> **Problema proposto 1**
De acordo com o texto sobre políticas públicas para dança, quantas vagas há no espaço de preparação de dança mantido pela Companhia?
> **Problema proposto 2**
Transponha para uma tabela Markdown os registros da linha que contém "Quiz — Where exactly is the light" até a linha que contém "[528,351,640,426]", inclusive, sem as linhas em branco. Use as colunas Número e Linha do registro.

Políticas públicas para dança: Três destaques

Todos têm acompanhado os recentes debates, discussões e entreveros a respeito, sobretudo da nomeação de um representante de dança para o Ministério da Cultura. Poderíamos aqui nos deter em analisar como a classe encaminhou e comportou-se nesse processo político. Meu ponto de atenção é a constatação de que isso só aconteceu com a organização de classe que se deu em torno da autonomia da dança em razão da problemática estabelecida pelo Conselho Federal de Educação Física, que resultou em vitória para a classe de dança.

Isso também se verifica nos doze relatórios dos pesquisadores que atualizaram a base de dados Rumos Dança, sobre a dinâmica cultural em diversas cidades brasileiras. Constatou-se que praticamente todas as conquistas de política cultural para a área foram resultado de esforços de movimentos de classe.

Para além da dança – desde a atualização do sistema de propriedade intelectual – nunca se debateu tanto a regulamentação de direitos autorais, levantamento de cadeias produtivas das chamadas indústrias criativas e políticas específicas para as diferentes áreas artísticas. Convergindo ou divergindo, o fato é que se ativou a discussão em torno dos interesses comuns.

Isto aconteceu porque havia um ambiente favorável surgido com as últimas eleições presidenciais, uma vez que esta representou um marco histórico político-social do país que certamente contribuiu para a implantação de políticas públicas para arte e cultura.

Profissionais como Sigrid Nora, Gilsamara Moura e Marcelo Proença encontraram abertura e respaldo para seus projetos nas Secretarias de Cultura das suas cidades, todas administrações petistas.

Escola Preparatória de Dança.Em 1997 a Prefeitura de Caxias do Sul, (RS) na sua política de descentralização e acesso à informação, aprovou a criação da Cia. Municipal de Dança de Caxias do Sul e a Escola Preparatória de Dança (1998), possibilitando o crescimento cultural daquela comunidade e a participação na sua formação.

A Companhia mantém um espaço de preparação de dança, onde atende alunos da rede pública de ensino e crianças integrantes de programas da Fundação de Assistência Social, num total de 70 vagas. Numa exemplar sistematização de conhecimento, a EPD, oferece 16 disciplinas que atendem às necessidades daquela comunidade. São 3 horas e meia por dia, 5 dias por semana, com merenda escolar, vale transporte, uniforme e todo material e equipamento necessários às aulas.

A condição de participação é que essas crianças, de 8 a 12 anos, estejam estudando na rede pública. A formação se completa em 8 anos. A direção da escola e da Companhia é de Sigrid Nora e a coordenação pedagógica é de Verònica Gomezjurado. Bom é notar a coerência existente entre o projeto artístico da companhia e o projeto educacional da escola. Ainda melhor é perceber que tudo isso se constrói com R$ 90 mil por ano e que a iniciativa privada contribui através dos mecanismos de fomento à cultura.

> **Registros disponíveis**
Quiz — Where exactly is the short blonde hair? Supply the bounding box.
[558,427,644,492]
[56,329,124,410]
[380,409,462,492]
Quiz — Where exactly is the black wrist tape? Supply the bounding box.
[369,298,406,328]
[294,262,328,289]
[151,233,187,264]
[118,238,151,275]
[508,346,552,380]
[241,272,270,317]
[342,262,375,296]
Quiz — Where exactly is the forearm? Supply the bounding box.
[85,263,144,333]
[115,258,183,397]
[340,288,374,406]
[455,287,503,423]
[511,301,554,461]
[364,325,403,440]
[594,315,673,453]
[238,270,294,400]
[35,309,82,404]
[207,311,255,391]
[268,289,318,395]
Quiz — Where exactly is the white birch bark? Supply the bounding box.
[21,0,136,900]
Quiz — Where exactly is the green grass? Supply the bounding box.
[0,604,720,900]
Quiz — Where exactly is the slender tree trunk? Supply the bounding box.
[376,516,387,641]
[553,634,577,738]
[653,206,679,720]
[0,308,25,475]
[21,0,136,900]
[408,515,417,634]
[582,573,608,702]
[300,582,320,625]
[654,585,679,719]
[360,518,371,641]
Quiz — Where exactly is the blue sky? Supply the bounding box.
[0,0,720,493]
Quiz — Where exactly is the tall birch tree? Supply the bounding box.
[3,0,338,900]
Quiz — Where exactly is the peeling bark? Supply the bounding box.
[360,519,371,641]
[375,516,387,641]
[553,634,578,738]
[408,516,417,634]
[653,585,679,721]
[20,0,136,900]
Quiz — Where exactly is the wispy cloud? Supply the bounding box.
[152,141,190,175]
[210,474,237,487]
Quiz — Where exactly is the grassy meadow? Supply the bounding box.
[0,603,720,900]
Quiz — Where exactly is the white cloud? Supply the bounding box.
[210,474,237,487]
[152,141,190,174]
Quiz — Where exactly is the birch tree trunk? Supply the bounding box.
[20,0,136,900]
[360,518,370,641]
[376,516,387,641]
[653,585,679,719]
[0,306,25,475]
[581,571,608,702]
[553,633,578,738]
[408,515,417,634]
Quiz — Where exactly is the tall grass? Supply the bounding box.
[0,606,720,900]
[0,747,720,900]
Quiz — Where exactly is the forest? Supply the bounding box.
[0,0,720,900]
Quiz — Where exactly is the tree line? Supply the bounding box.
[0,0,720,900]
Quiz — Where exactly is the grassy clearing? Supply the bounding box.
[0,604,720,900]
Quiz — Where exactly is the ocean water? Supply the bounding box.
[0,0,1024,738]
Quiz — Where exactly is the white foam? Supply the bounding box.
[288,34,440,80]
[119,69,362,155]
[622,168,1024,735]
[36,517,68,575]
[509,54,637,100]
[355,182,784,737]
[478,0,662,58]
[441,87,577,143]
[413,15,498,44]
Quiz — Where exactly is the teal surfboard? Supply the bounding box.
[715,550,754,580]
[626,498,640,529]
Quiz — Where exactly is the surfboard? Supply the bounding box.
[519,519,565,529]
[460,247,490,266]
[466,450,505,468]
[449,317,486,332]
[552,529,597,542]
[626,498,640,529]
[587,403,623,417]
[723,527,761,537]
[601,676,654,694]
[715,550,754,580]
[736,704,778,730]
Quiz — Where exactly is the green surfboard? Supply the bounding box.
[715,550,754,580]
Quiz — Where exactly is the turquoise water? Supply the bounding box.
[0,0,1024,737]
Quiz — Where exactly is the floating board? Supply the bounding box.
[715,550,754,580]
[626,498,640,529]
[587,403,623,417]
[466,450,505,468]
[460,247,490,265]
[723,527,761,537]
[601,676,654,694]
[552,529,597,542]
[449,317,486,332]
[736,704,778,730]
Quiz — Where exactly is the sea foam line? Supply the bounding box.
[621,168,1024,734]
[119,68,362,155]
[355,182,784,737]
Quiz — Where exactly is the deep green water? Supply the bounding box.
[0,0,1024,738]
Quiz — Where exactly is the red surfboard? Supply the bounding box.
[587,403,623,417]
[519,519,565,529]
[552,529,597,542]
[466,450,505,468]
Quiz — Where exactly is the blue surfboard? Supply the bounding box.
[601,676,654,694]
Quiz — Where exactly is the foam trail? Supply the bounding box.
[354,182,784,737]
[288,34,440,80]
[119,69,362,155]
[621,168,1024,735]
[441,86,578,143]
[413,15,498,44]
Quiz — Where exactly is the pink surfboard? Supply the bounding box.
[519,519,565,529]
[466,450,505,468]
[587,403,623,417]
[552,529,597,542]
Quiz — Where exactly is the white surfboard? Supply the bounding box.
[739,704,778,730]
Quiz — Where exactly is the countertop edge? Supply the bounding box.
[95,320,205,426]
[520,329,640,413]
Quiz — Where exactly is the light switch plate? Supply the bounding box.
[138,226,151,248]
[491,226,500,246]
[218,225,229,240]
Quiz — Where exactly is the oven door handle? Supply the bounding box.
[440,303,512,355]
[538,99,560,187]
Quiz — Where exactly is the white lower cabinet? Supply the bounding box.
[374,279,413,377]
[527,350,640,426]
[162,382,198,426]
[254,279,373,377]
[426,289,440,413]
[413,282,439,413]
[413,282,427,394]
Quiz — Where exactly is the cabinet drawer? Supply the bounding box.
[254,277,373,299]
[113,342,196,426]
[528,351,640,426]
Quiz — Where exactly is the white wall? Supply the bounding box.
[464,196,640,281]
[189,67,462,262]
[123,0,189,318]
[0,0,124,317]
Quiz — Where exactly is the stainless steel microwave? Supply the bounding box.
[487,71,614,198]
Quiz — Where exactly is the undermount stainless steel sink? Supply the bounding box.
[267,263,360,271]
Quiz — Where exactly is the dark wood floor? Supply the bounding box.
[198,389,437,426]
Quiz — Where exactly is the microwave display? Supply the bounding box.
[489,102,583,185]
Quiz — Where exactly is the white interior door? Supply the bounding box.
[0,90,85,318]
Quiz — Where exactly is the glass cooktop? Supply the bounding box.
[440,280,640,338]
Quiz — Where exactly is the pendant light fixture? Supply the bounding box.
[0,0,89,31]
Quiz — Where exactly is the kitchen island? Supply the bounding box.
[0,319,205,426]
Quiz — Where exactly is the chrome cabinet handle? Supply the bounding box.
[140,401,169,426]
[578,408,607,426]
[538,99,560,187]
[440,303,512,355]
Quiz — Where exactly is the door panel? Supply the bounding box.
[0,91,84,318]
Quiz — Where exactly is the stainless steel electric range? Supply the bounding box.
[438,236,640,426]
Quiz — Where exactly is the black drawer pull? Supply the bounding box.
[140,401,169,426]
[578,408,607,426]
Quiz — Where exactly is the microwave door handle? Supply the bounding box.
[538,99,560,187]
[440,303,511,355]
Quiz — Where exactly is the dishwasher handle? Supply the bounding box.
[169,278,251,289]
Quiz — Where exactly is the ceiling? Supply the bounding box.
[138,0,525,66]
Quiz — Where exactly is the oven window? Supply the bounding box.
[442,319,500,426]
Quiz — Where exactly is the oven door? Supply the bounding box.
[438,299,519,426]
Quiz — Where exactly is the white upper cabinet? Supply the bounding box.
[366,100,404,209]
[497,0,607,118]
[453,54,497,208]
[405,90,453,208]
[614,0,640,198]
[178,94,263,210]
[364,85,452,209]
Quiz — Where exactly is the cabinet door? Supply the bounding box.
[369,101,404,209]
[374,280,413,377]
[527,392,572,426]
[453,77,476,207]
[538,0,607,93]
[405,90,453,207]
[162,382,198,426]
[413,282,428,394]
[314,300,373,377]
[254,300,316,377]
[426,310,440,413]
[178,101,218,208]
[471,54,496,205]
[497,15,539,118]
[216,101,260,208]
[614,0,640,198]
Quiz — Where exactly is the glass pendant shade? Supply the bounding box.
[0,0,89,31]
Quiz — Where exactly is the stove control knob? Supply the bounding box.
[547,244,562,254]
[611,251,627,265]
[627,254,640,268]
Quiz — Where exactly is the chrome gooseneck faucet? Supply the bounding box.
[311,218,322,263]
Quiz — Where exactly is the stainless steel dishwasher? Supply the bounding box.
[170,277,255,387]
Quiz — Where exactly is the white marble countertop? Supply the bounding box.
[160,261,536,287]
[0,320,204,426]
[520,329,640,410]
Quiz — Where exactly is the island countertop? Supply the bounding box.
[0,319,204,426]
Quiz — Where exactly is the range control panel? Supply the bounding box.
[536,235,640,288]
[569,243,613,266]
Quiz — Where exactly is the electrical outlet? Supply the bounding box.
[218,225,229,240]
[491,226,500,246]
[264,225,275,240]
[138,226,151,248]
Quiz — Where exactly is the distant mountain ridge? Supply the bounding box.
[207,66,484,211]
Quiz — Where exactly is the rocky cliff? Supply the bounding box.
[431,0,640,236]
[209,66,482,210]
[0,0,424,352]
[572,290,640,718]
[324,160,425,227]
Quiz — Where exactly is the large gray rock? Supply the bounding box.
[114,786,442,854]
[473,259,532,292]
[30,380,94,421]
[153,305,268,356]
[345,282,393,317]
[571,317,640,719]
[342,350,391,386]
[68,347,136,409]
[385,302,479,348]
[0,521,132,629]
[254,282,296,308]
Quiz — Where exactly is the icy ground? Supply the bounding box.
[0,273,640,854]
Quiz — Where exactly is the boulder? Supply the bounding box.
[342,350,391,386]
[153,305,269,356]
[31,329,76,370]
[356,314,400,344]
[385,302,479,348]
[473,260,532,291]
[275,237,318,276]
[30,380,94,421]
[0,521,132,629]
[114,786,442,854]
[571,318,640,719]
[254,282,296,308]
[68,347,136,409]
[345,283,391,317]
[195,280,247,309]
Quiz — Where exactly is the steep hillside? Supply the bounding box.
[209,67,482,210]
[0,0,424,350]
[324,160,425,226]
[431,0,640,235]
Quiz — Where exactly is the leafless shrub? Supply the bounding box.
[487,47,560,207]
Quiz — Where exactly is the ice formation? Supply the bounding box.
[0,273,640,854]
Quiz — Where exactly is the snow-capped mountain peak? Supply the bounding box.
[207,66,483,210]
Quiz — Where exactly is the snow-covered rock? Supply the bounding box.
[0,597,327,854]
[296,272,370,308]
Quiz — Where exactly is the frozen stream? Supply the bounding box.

> **Resolução comentada 1**
Um total de 70 vagas.

> **Resolução comentada 2**
| Número | Linha do registro |
|---|---|
| 1 | Quiz — Where exactly is the light switch plate? Supply the bounding box. |
| 2 | [138,226,151,248] |
| 3 | [491,226,500,246] |
| 4 | [218,225,229,240] |
| 5 | Quiz — Where exactly is the oven door handle? Supply the bounding box. |
| 6 | [440,303,512,355] |
| 7 | [538,99,560,187] |
| 8 | Quiz — Where exactly is the white lower cabinet? Supply the bounding box. |
| 9 | [374,279,413,377] |
| 10 | [527,350,640,426] |
| 11 | [162,382,198,426] |
| 12 | [254,279,373,377] |
| 13 | [426,289,440,413] |
| 14 | [413,282,439,413] |
| 15 | [413,282,427,394] |
| 16 | Quiz — Where exactly is the cabinet drawer? Supply the bounding box. |
| 17 | [254,277,373,299] |
| 18 | [113,342,196,426] |
| 19 | [528,351,640,426] |